(Dataset entries)
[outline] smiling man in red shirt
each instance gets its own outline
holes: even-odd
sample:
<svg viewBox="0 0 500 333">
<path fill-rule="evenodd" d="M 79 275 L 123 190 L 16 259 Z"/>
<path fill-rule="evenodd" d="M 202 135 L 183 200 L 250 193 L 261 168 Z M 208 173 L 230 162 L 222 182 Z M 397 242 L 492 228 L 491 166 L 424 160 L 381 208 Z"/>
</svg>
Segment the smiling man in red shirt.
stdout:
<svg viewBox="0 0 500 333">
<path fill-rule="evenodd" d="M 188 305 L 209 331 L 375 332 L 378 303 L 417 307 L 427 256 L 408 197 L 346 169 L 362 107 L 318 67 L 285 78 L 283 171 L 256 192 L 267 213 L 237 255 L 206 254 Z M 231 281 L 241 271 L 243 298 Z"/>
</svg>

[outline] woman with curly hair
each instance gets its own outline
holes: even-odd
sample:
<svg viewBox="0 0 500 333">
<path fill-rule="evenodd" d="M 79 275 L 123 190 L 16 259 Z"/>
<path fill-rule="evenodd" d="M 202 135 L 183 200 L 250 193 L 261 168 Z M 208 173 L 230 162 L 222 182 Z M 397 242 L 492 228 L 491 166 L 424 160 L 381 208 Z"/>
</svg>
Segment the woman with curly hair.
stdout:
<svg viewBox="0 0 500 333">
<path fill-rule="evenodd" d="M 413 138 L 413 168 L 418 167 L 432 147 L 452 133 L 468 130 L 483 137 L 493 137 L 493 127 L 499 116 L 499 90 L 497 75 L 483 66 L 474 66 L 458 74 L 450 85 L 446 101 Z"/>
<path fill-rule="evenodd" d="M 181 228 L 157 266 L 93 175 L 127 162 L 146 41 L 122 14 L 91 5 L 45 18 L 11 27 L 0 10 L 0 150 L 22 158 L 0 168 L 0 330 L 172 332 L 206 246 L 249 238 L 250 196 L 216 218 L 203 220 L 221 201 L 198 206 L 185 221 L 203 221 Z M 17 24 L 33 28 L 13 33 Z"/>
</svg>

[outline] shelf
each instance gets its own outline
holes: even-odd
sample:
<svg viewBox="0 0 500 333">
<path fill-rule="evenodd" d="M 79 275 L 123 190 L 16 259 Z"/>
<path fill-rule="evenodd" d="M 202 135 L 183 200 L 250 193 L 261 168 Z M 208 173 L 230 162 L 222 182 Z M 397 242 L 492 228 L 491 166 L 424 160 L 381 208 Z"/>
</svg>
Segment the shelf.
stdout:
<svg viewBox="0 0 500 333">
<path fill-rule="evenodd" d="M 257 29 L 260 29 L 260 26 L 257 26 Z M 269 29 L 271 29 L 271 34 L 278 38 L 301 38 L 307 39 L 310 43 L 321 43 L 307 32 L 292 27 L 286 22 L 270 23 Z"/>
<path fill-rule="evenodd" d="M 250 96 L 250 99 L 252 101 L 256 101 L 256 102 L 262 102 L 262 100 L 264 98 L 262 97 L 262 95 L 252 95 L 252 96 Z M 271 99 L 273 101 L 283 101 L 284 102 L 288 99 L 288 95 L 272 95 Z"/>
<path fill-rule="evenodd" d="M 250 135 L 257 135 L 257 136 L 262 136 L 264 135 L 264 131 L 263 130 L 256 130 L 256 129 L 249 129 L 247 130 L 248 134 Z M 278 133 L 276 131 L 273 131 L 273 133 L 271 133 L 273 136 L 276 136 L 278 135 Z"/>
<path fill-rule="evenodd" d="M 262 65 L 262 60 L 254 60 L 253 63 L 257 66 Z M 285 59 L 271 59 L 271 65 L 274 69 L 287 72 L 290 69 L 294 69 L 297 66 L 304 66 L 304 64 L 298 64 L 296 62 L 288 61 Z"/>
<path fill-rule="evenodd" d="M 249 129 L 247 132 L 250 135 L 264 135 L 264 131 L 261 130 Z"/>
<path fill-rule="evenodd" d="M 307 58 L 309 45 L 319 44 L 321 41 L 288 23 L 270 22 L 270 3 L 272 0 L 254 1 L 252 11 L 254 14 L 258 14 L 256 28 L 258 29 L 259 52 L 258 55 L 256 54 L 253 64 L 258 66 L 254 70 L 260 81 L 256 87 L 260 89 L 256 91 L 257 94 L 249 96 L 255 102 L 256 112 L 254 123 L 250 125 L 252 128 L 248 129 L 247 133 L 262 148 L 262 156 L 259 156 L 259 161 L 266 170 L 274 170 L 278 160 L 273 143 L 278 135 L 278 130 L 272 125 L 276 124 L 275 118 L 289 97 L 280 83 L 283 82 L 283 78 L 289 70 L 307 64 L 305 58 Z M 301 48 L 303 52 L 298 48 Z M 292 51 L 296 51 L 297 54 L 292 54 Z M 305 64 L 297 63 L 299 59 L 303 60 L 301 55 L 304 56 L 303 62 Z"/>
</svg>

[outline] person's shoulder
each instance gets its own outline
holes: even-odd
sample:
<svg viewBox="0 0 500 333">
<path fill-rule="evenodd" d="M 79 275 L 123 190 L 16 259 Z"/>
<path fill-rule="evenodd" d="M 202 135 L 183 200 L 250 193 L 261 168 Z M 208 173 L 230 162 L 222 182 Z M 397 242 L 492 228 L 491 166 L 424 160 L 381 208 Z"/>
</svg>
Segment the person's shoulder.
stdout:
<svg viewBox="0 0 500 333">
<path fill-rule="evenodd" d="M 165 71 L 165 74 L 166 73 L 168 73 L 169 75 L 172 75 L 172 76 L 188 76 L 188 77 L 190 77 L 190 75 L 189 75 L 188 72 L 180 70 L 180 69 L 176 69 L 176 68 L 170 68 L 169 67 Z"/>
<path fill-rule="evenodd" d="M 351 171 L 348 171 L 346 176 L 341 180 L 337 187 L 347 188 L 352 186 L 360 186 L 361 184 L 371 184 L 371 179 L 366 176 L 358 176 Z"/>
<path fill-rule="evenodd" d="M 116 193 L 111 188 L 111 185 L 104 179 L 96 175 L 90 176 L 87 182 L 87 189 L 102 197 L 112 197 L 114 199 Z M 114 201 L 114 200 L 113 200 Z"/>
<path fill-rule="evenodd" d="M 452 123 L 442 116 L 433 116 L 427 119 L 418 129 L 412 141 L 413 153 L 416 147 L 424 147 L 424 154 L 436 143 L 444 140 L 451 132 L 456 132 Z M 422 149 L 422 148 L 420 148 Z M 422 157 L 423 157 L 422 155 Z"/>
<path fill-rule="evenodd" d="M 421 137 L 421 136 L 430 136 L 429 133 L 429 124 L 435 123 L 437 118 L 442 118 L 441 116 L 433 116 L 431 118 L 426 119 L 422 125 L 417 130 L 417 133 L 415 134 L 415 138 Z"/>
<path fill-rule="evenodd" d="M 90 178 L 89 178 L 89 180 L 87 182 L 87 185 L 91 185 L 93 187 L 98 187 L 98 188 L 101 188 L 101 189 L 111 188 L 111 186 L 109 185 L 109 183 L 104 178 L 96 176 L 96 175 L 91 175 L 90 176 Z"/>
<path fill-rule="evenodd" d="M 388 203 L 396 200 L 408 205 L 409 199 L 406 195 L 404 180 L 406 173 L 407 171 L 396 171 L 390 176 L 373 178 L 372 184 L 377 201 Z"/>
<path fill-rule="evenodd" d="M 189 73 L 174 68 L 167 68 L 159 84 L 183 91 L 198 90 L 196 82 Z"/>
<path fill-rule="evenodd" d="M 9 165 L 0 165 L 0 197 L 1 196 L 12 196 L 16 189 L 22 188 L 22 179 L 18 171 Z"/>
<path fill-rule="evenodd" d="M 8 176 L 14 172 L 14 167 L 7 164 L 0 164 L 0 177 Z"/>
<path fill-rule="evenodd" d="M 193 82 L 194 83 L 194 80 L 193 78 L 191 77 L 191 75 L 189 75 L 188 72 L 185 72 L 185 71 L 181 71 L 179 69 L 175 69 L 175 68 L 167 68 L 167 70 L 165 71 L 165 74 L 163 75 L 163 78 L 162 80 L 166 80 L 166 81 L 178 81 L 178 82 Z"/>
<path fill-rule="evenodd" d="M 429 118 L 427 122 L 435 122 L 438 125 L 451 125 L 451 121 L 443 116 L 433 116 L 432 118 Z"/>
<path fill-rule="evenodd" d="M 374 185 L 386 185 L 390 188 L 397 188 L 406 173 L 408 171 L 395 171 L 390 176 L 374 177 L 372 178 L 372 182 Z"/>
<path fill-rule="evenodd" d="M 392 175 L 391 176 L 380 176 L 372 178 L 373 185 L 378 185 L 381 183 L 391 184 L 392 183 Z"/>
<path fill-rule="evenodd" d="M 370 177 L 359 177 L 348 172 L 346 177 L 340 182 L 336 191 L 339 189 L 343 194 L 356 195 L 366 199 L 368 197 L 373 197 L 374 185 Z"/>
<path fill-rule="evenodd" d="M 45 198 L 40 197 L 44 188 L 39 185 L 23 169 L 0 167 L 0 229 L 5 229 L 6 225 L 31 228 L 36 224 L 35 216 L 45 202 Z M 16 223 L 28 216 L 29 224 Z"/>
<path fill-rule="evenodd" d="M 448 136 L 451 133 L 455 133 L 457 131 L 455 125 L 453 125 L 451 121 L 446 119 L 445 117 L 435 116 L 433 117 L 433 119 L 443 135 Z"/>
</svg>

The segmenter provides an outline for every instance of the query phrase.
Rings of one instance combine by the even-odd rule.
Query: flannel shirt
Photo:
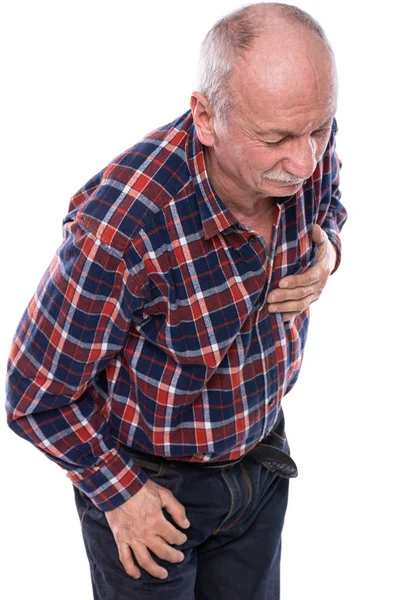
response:
[[[190,112],[72,198],[13,339],[7,415],[100,510],[147,480],[121,444],[233,460],[273,427],[298,377],[309,311],[284,322],[266,296],[314,264],[314,223],[340,260],[346,211],[332,129],[312,177],[277,199],[271,252],[213,192]]]

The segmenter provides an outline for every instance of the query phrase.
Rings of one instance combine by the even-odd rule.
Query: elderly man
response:
[[[67,469],[96,599],[277,600],[282,398],[340,260],[336,71],[309,15],[208,33],[191,111],[71,201],[9,424]]]

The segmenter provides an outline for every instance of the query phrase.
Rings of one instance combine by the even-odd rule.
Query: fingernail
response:
[[[167,577],[168,577],[167,571],[164,571],[163,573],[161,573],[161,579],[167,579]]]
[[[185,519],[185,520],[183,521],[183,526],[184,526],[184,527],[190,527],[190,522],[188,521],[188,519]]]

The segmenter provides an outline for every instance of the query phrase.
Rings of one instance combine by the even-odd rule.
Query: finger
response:
[[[181,550],[169,546],[160,537],[155,538],[155,540],[151,542],[150,550],[154,552],[158,558],[167,560],[170,563],[180,563],[185,558],[185,555]]]
[[[135,554],[136,562],[147,573],[150,573],[150,575],[153,575],[157,579],[166,579],[168,577],[168,571],[156,563],[144,544],[133,542],[131,548]]]
[[[128,544],[120,543],[117,544],[119,560],[122,563],[126,573],[134,579],[139,579],[141,573],[133,562],[132,552]]]
[[[168,544],[174,544],[176,546],[181,546],[185,542],[187,542],[187,535],[185,535],[182,531],[179,531],[176,527],[173,526],[163,515],[163,523],[162,528],[157,532],[160,537],[162,537]]]
[[[175,523],[183,529],[190,527],[189,520],[186,517],[185,507],[175,498],[173,493],[166,488],[161,488],[159,489],[159,495],[162,507],[169,512]]]
[[[287,302],[289,300],[300,300],[314,292],[314,286],[296,287],[289,290],[273,290],[267,296],[267,302],[274,304],[275,302]]]
[[[298,287],[307,287],[318,283],[321,279],[321,270],[318,263],[307,269],[299,275],[288,275],[279,281],[280,289],[293,289]]]
[[[291,321],[292,319],[294,319],[298,315],[301,315],[301,313],[299,313],[299,312],[287,312],[287,313],[283,313],[282,319],[283,319],[283,321],[287,322],[287,321]]]
[[[316,298],[312,294],[310,296],[307,296],[306,298],[302,298],[301,300],[280,302],[279,304],[270,304],[268,306],[268,311],[271,313],[302,313],[310,306],[311,302],[314,302],[315,300]]]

▶ _Directions_
This task asks for the number of lines above that include the string "shirt". Respond with that number only.

▶ _Exercise output_
3